Description of the task
All the records that follow need to be reproduced exactly. Omit the images.
*** Opening of Provided information ***
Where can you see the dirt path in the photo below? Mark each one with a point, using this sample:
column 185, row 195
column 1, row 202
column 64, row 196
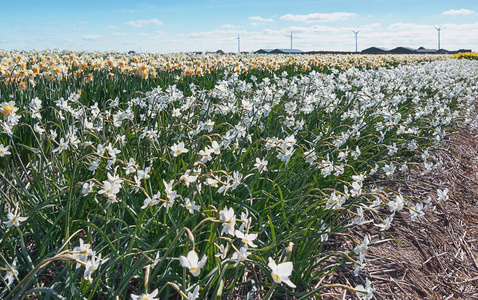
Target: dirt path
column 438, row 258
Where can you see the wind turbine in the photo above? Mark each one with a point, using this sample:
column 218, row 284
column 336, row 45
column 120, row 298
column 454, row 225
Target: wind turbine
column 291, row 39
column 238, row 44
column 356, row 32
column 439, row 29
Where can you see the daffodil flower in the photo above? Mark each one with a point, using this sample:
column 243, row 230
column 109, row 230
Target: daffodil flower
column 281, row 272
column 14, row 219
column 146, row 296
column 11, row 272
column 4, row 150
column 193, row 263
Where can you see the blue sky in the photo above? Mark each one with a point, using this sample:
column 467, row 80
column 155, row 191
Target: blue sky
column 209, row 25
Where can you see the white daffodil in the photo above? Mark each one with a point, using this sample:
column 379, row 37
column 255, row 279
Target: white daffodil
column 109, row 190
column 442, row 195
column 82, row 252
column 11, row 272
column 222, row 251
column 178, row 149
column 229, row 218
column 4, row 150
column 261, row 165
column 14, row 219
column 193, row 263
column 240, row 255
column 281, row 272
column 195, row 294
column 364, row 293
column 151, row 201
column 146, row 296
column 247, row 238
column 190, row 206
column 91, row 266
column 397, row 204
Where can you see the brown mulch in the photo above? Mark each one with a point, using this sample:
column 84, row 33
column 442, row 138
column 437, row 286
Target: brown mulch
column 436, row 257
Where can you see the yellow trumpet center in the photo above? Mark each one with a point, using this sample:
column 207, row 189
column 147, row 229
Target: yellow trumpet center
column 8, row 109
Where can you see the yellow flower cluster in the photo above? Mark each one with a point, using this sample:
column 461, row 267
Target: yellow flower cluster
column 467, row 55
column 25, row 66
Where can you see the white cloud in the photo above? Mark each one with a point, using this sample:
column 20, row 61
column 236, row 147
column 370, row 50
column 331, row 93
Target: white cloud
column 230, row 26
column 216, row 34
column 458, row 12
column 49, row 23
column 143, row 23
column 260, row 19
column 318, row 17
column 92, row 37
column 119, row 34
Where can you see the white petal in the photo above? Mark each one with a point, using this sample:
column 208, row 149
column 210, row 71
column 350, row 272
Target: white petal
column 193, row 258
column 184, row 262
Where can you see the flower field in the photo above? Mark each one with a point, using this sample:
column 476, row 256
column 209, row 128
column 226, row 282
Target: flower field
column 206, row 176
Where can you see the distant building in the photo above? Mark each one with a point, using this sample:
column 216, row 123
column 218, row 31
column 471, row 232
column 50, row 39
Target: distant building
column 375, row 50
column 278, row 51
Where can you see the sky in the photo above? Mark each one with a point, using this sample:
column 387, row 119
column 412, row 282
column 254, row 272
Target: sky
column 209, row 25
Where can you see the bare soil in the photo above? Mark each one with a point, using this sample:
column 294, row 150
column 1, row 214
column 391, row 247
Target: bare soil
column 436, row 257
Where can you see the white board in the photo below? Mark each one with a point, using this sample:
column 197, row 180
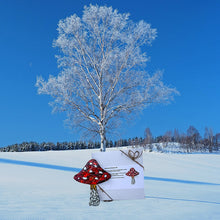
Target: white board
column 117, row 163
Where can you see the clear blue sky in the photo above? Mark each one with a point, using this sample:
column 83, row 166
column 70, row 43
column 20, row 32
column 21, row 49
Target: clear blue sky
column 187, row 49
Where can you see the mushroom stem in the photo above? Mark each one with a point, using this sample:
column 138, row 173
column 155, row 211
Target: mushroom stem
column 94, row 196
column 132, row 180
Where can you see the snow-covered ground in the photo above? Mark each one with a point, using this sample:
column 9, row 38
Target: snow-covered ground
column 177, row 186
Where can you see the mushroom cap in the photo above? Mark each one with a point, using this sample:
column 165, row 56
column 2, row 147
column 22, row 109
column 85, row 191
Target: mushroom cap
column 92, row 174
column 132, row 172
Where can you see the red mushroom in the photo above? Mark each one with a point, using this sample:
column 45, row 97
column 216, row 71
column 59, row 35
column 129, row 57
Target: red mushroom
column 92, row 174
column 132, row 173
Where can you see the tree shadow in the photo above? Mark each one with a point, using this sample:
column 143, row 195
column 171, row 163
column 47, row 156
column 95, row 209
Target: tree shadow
*** Close of Provided information ***
Answer for the task
Where can you see the dirt path in the photo below? Mark each one with a point, using this sample:
column 185, row 195
column 1, row 202
column 64, row 196
Target: dirt path
column 438, row 258
Where can you see the wind turbine in the photo above? Mark each one with a point, using this sample:
column 218, row 284
column 336, row 45
column 120, row 298
column 454, row 225
Target: wind turbine
column 291, row 39
column 238, row 44
column 356, row 32
column 439, row 29
Where can you see the daffodil flower in the photo above? Mark each one with a point, using this sample:
column 243, row 230
column 109, row 230
Target: daffodil flower
column 281, row 272
column 14, row 219
column 146, row 296
column 11, row 272
column 4, row 150
column 193, row 263
Where can you see the blue sky in the photo above? Mark each one with a point, using this sample:
column 467, row 80
column 155, row 191
Target: blue sky
column 209, row 25
Where can you see the white daffodil in the photo above? Mark each one with a point, using this sample:
column 379, row 37
column 255, row 279
Target: white daffodil
column 109, row 190
column 442, row 195
column 82, row 252
column 11, row 272
column 222, row 251
column 178, row 149
column 229, row 218
column 4, row 150
column 261, row 165
column 14, row 219
column 193, row 263
column 240, row 255
column 281, row 272
column 195, row 294
column 364, row 293
column 151, row 201
column 146, row 296
column 247, row 238
column 190, row 206
column 91, row 266
column 397, row 204
Where can you see the brown mulch in the photo above? Mark each one with a point, using this sample:
column 84, row 33
column 442, row 138
column 437, row 286
Target: brown mulch
column 436, row 257
Where can you see the yellow trumpet center in the photo above? Mark each one with a point, using this sample:
column 207, row 189
column 147, row 229
Target: yellow trumpet center
column 8, row 109
Where can you see the yellow flower cluster in the photo above? Mark each one with a point, using this sample:
column 461, row 267
Target: yellow flower cluster
column 467, row 55
column 25, row 66
Where can you see the white cloud in the photo above? Mark each one with a point, using this sample:
column 20, row 61
column 236, row 147
column 370, row 50
column 331, row 93
Target: white cloud
column 230, row 26
column 216, row 34
column 458, row 12
column 49, row 23
column 143, row 23
column 260, row 19
column 318, row 17
column 92, row 37
column 119, row 34
Where can you see the white petal in the photo above? Mark each one with a point, using this sample:
column 208, row 149
column 210, row 71
column 350, row 272
Target: white petal
column 193, row 258
column 184, row 262
Where can you see the flower field in the photo above? Mark each one with a point, using this sample:
column 476, row 256
column 209, row 128
column 226, row 282
Target: flower field
column 206, row 176
Where can you see the distant building in the photo above? Mark each one with a point, using this sample:
column 216, row 123
column 218, row 31
column 471, row 232
column 50, row 39
Target: distant building
column 375, row 50
column 278, row 51
Where can you see the sky in the photo above? Mark each one with a point, using this sample:
column 387, row 119
column 412, row 282
column 254, row 272
Target: sky
column 209, row 25
Where can you see the bare soil in the photo above? Mark each one with a point, using this sample:
column 294, row 150
column 1, row 214
column 391, row 247
Target: bare soil
column 436, row 257
Where can you see the white board in the photo below? Mark each one with a point, using this sample:
column 197, row 180
Target: white board
column 117, row 163
Where can you see the clear blue sky in the photo above? Mark each one with a point, using this sample:
column 83, row 166
column 70, row 43
column 20, row 32
column 21, row 49
Target: clear blue sky
column 187, row 49
Where can you see the mushroom stem in the photo above? Mark each one with a point, using this sample:
column 138, row 173
column 155, row 211
Target: mushroom stem
column 94, row 196
column 132, row 180
Where can you see the snow-covered ground in the photo above? Mark each one with a point, using this sample:
column 9, row 38
Target: snow-covered ground
column 177, row 186
Where can you see the mushroom cap in the photo above? Mark each one with a point, using this sample:
column 165, row 56
column 2, row 147
column 22, row 109
column 85, row 191
Target: mushroom cap
column 92, row 174
column 132, row 172
Where can you see the red mushroom in the photo above? Mark each one with a point, using this sample:
column 45, row 97
column 216, row 71
column 59, row 35
column 129, row 57
Target: red mushroom
column 92, row 174
column 132, row 173
Where can you see the tree shadow in the photo above? Mark each one with a point, using this sample:
column 143, row 195
column 171, row 163
column 47, row 156
column 95, row 209
Target: tree shadow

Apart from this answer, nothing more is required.